▶ _TASK INSTRUCTIONS_: Without altering anything, repeat each of the records.

▶ _Location labeling records_:
--------------------------------
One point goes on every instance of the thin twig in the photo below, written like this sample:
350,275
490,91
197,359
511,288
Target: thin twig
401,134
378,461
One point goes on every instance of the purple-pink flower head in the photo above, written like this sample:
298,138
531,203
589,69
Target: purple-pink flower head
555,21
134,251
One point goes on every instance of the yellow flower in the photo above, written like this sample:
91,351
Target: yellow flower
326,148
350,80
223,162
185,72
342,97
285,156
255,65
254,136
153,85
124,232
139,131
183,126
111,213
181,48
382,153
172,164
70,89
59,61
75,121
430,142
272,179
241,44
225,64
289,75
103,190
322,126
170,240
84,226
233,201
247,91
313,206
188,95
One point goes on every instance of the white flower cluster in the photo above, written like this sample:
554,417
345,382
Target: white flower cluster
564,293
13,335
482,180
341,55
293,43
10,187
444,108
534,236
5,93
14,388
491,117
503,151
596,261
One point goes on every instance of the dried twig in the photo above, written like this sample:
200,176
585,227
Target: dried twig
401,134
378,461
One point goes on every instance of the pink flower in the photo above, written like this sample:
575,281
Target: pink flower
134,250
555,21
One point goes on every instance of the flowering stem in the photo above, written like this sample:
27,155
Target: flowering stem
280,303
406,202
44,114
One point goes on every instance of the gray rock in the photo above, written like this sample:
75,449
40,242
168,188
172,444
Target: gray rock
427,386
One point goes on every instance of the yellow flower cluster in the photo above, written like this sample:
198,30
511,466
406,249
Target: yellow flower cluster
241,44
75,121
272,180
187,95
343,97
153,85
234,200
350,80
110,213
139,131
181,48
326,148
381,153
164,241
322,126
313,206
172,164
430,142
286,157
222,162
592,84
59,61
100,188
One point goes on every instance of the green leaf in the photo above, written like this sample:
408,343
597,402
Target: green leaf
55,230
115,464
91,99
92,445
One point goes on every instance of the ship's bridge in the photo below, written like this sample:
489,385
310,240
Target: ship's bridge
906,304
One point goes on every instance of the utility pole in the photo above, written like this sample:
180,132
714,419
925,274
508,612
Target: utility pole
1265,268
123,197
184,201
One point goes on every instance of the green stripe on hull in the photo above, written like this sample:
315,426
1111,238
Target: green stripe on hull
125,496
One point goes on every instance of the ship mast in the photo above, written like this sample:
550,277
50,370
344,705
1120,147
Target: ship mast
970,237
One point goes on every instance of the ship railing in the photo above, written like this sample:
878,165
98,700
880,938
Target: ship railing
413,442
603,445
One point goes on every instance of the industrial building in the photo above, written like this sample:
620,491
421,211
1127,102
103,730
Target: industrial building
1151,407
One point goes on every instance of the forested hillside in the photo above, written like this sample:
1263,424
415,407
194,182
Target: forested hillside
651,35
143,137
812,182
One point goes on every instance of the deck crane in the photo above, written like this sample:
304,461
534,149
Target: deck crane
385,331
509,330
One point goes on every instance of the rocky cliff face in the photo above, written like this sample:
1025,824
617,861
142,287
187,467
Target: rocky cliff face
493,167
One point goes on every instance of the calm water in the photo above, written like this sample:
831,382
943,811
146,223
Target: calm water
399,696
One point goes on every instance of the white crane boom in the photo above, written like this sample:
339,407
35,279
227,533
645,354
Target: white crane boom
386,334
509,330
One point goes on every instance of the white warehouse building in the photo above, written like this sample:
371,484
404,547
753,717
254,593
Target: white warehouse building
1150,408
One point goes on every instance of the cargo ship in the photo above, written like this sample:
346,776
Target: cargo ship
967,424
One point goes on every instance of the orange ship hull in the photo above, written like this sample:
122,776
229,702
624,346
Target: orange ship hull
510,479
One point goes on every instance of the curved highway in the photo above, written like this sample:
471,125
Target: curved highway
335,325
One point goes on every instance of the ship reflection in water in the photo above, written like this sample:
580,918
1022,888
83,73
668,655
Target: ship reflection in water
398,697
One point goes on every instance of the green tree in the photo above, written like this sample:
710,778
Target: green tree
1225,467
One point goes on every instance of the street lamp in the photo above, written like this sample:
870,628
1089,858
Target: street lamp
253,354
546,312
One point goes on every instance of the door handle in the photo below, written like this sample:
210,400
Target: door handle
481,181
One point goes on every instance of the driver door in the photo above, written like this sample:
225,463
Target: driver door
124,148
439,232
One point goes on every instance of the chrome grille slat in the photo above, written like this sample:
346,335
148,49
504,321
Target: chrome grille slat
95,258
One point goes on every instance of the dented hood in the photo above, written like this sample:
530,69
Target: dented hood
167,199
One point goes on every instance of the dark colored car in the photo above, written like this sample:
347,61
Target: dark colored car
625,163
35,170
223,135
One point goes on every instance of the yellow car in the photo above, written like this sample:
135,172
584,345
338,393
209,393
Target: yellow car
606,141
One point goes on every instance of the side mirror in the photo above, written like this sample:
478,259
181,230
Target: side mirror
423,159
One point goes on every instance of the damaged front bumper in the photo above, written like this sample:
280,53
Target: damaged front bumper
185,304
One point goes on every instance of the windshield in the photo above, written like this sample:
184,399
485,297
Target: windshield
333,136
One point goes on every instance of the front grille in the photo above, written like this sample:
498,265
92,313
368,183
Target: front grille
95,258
--------------------------------
▶ _EXERCISE RESULT_:
One point goes on every instance of the thin twig in the photo below, written like this sample:
350,275
490,91
197,359
511,288
Target: thin twig
401,134
378,461
One point goes on every instance of the purple-pink flower head in the photo above, written like this sample:
298,138
531,203
589,69
Target: purple-pink flower head
555,21
134,251
One point goes on every instance of the yellow flower in the photo above, written like this sample:
91,351
Target: yellow flower
326,148
350,80
223,162
185,72
342,97
285,156
255,65
254,136
153,85
124,232
139,131
183,126
111,213
181,48
382,153
172,164
70,89
59,61
75,121
430,142
272,179
241,44
225,64
289,75
103,190
322,126
170,240
84,226
233,201
247,91
313,206
188,95
One point goes on every instance of the white flower cluster in the photo above, written like this sample:
554,417
345,382
Target: white flower cluster
564,293
13,335
482,180
341,55
293,43
10,187
444,108
534,236
5,93
14,388
491,117
503,151
596,261
One point goes on every instance of the dried twig in the photo above, written like this sample:
200,176
585,227
Target: dried twig
401,134
378,461
One point goes on every instance of the pink flower in the photo above, written like this sample:
575,281
Target: pink flower
134,250
555,21
One point goes on every instance of the flowering stem in the photo above, written like this sample:
27,155
Target: flowering stem
280,303
406,202
44,114
One point goes on every instance of the gray rock in the photo above, written like this sample:
75,449
40,242
168,188
172,444
Target: gray rock
427,386
One point goes on every instance of the yellow flower cluster in the photo above, written like this sample:
198,30
511,466
406,249
Target: yellow flower cluster
241,44
75,121
272,180
187,95
343,97
153,85
234,200
350,80
110,213
139,131
181,48
326,148
381,153
164,241
322,126
313,206
172,164
430,142
286,157
222,162
592,84
59,61
100,188
One point goes on every instance of the green leaf in the photo above, written like this sample:
408,343
597,402
Target: green leaf
55,230
115,464
91,99
92,445
One point goes on every instance of the ship's bridge in the photo below, written like this sample:
489,385
310,240
Target: ship's bridge
906,304
One point goes on every instance of the utility pole in the photo above, written like this sample:
180,132
714,419
925,274
508,612
Target: utility pole
1265,268
123,197
184,201
One point goes on every instance of the green stripe on hull in the photo above, written like this sample:
315,426
1111,238
Target: green stripe on hull
125,496
One point goes on every instance of the ship mast in the photo above, written like this sample:
550,277
50,370
344,705
1120,147
Target: ship mast
970,237
One point goes on every instance of the ship railing in the photo above, written like this sample:
878,165
98,700
880,938
Target: ship railing
413,442
603,445
One point goes on every instance of the industrial building in the photo above, written like this sample:
620,491
421,211
1127,102
103,730
Target: industrial building
1151,407
One point goes on every instance of the forested hillside in the photo above, written like this sample:
1263,424
415,407
194,182
Target: forested hillside
651,35
143,137
812,182
One point goes on every instance of the deck crane in the photo above, written like this sample:
304,461
534,149
Target: deck crane
385,331
509,330
One point goes on every instance of the rocky cliff face in the photo above, written like this sample:
1025,824
617,861
142,287
187,467
Target: rocky cliff face
493,167
One point goes on every instance of the calm water in the photo above, written like this sample:
831,382
943,811
146,223
Target: calm water
399,696
One point goes on every instance of the white crane boom in the photo above, written like this sample:
339,407
35,279
227,533
645,354
Target: white crane boom
386,334
509,330
One point goes on every instance of the white warehouse building in the photo above, written like this sample:
371,484
404,547
753,717
254,593
Target: white warehouse building
1150,408
One point goes on every instance of the cargo ship in the photo above, written like this sample:
346,776
Target: cargo ship
967,424
One point goes on every instance of the orange ship hull in the photo above, written like this sample:
122,776
229,702
624,346
Target: orange ship hull
510,479
One point goes on every instance of the curved highway in the photo above, written like this sample:
471,125
Target: curved highway
335,325
One point goes on every instance of the ship reflection in water in the photo above, written like this sample:
580,918
1022,888
83,73
668,655
Target: ship reflection in water
398,697
One point goes on every instance of the green tree in the photo above, written like this sample:
710,778
Target: green tree
1225,467
One point goes on every instance of the street lamp in the photo above, written like this sample:
870,628
1089,858
Target: street lamp
253,354
546,312
One point goes on every instance of the door handle in the photo below, written like this sample:
210,400
Target: door handle
481,181
One point goes on every instance of the driver door in the photo above, written like this sample:
225,463
Target: driver door
124,148
439,232
One point goes on every instance of the chrome grille slat in the photo above, written like this sample:
346,335
148,49
504,321
Target: chrome grille slat
95,258
One point goes on every instance of the dented hood in the photo above, written like this sample:
530,69
Target: dented hood
167,199
One point goes on every instance of the dark colored car in the photo above, written like this sample:
347,61
Target: dark colored car
625,163
35,170
223,135
One point goes on every instance of the yellow car in the photo above, written like this sample:
135,172
584,345
338,393
209,393
Target: yellow car
606,141
One point goes on every instance of the side mirror in the photo above, written like this sample:
478,259
181,230
Target: side mirror
423,159
One point goes on every instance of the damaged front bumper in the photo above, written like this sample:
280,53
Target: damaged front bumper
185,304
One point goes on every instance of the windshield in the photo above, written like this sample:
184,399
485,297
Target: windshield
333,136
One point goes on every instance of the front grille in the photo above, written like this sample:
498,265
92,313
368,183
Target: front grille
95,258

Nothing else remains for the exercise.